══ Record excerpts

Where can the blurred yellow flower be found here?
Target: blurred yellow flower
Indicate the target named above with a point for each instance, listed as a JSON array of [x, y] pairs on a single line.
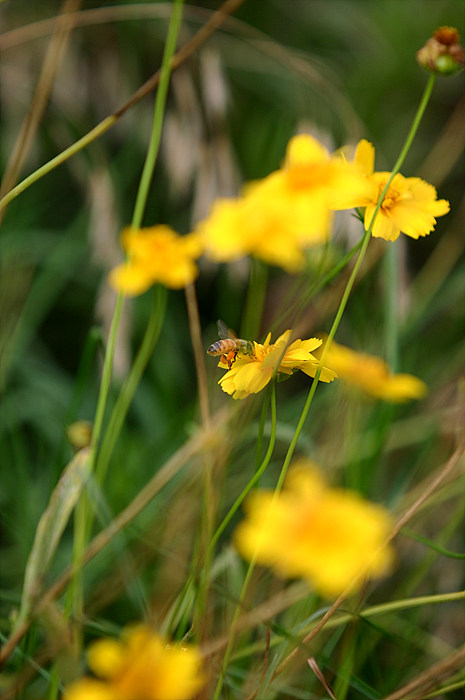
[[276, 219], [410, 205], [328, 536], [141, 666], [250, 373], [156, 254], [372, 375]]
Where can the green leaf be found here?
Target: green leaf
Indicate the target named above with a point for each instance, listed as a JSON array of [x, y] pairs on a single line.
[[50, 528]]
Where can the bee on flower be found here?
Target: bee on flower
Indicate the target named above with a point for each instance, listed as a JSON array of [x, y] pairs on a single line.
[[252, 366], [139, 666], [229, 346]]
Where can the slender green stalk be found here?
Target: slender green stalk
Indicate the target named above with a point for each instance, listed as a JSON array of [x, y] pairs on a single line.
[[160, 102], [366, 614], [131, 382], [82, 518], [232, 636], [433, 545], [356, 268], [255, 477], [261, 430], [391, 292], [182, 55]]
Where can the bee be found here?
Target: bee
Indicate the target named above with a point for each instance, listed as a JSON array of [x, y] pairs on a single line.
[[229, 346]]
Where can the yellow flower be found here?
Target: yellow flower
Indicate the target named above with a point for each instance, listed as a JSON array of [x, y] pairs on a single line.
[[276, 219], [372, 375], [250, 373], [327, 536], [410, 205], [141, 666], [156, 254]]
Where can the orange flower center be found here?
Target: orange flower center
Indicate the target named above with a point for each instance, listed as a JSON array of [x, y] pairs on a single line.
[[391, 197]]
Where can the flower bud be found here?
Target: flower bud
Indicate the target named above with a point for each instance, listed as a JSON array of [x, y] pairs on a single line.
[[442, 53], [79, 434]]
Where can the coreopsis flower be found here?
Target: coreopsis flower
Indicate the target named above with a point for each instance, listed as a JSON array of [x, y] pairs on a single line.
[[331, 537], [250, 372], [373, 376], [140, 666], [409, 206], [278, 218], [156, 254]]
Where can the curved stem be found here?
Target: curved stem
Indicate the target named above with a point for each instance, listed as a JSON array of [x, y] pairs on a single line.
[[255, 477], [350, 283]]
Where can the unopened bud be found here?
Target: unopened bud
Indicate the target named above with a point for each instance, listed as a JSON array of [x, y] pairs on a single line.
[[443, 53], [79, 434]]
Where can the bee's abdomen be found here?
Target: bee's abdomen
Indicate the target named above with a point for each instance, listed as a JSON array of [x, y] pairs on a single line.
[[221, 347]]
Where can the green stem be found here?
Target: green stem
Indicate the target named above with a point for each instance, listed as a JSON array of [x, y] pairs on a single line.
[[255, 300], [391, 282], [229, 648], [432, 545], [131, 383], [82, 518], [160, 102], [350, 283], [373, 611], [255, 477]]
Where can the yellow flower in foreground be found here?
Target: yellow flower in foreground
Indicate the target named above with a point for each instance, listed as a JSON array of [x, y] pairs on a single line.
[[156, 254], [276, 219], [327, 536], [141, 666], [250, 373], [372, 375], [410, 205]]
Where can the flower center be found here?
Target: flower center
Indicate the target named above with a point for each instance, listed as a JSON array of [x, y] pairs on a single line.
[[390, 198]]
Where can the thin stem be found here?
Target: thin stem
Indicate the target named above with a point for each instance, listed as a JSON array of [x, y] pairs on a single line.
[[199, 353], [227, 8], [255, 477], [131, 382], [255, 300], [83, 519], [391, 284], [356, 268], [160, 102]]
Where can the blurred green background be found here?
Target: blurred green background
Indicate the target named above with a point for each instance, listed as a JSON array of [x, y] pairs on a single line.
[[341, 69]]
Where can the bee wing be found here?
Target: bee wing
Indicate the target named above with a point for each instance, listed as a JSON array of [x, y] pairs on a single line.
[[224, 331]]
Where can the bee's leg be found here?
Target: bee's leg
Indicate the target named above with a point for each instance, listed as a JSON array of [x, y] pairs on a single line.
[[230, 357]]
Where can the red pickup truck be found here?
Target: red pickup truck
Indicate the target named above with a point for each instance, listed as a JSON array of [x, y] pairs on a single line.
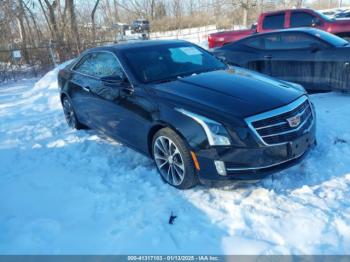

════

• _About this exercise_:
Without any pictures, transcribe the listing above exactly as written.

• _Answer below_:
Where can the blurred yellow flower be found here?
Target: blurred yellow flower
Indicate the target named above with a point for each instance, listed as a JSON array of [x, y] pairs on a single line.
[[276, 219], [410, 205], [328, 536], [141, 666], [250, 373], [156, 254], [372, 375]]
Where can the green leaf be found here?
Target: green leaf
Indicate the target named above with a point for each instance, listed as a JSON array of [x, y] pairs on a single line.
[[50, 528]]
Where can the bee on flower be found here?
Target: bee on flower
Indicate the target named above with a point for each instance, listed as a JSON array of [x, y] pairs on a single line.
[[252, 366], [139, 666], [229, 346]]
Where can the slender green stalk be found here?
Target: slender green stalk
Indicate the target named above with a point for each instance, listed as a JSON array of [x, y] pairs on a single line.
[[160, 102], [366, 614], [131, 382], [82, 518], [232, 636], [433, 545], [356, 268], [255, 477], [261, 430], [391, 292], [182, 55]]
Where can the bee be found here?
Target: bee
Indicate the target named above with a point for each instance, listed as a JSON array of [x, y] pairs on a single line.
[[229, 346]]
Where can the yellow flower be found here?
Target: yellow flower
Indicate the target named above with a point for each instance, listed as a JSON array of [x, y] pairs on a single line.
[[276, 219], [372, 375], [250, 373], [327, 536], [410, 205], [141, 666], [156, 254]]
Where can the orange flower center be found here?
Target: orange flower center
Indicate the target named above with a point for each instance, listed as a JSON array of [x, y] pairs on a single line.
[[391, 197]]
Where can the flower bud be found here?
Target: flower bud
Indicate the target named above with a point for each instance, listed as a JSON array of [x, y] pairs on a single line.
[[442, 53], [79, 434]]
Where can the coreopsis flower be found here?
Target: coreopsis flower
Indicate the target named above with a point for each instance, listed as a JSON array of [x, y] pairs on a single line.
[[331, 537], [250, 372], [373, 376], [140, 666], [409, 206], [278, 218], [156, 254]]
Where can the curved stem be found here?
Target: curved stem
Indicate the target named above with a point for each instance, listed as a JSON array of [x, y] pairs on a single line.
[[255, 477], [350, 283]]
Where can the unopened bud be found here?
Target: unopened bud
Indicate the target named above with a point for each instance, listed as a JSON array of [x, y] pairs on a single line.
[[443, 53], [79, 434]]
Where can the bee's abdomen be found here?
Target: bee's abdomen
Indicate the target named above with a point for each instance, listed as a JSON array of [x, y] pairs on a single line.
[[221, 347]]
Where can the green stem be found here?
Target: green stem
Indicate the target named above with a point for each instance, listed as a JSON array of [x, y] pairs on a single line.
[[255, 300], [391, 282], [229, 648], [432, 545], [131, 383], [82, 518], [160, 102], [350, 283], [373, 611], [255, 477]]
Where can the yellow flower in foreground be found here?
Target: yellow flower in foreground
Indicate the target named above with a point for each instance, listed as a JSON array of [x, y] pairs on a single line.
[[156, 254], [276, 219], [327, 536], [141, 666], [250, 373], [372, 375], [410, 205]]
Where can the flower center be found here?
Target: flower center
Indicate the target named above with a point for each instance, listed as a JSON array of [x, y] pairs on a single line.
[[390, 198]]
Where can the thin stem be found here?
Target: thin stem
Indicate the target named above with a point for each instance, listed as a JSON array of [x, y] pairs on a single line.
[[199, 353], [227, 8], [255, 477], [131, 382], [255, 300], [83, 519], [391, 284], [356, 268], [160, 102]]
Where can the blurred green background be found here?
Target: blurred green background
Indicate the target named above with a point for each instance, listed as a JSON array of [x, y] pairs on a single line.
[[341, 69]]
Where can the bee wing be found here?
Target: bee wing
Indicate the target named above with a point for each instance, listed as a JSON array of [x, y] pairs on a single line.
[[224, 331]]
Where can the bee's leg be found here?
Target: bee's leg
Indicate the target named above with a point for each instance, listed as a JSON array of [x, y] pairs on a single line.
[[230, 357]]
Where can the red pickup truck be found here?
Target: red pickup truck
Indicate the target named above with a point for each instance, listed as a JSON array of [x, y] pairs on a single line.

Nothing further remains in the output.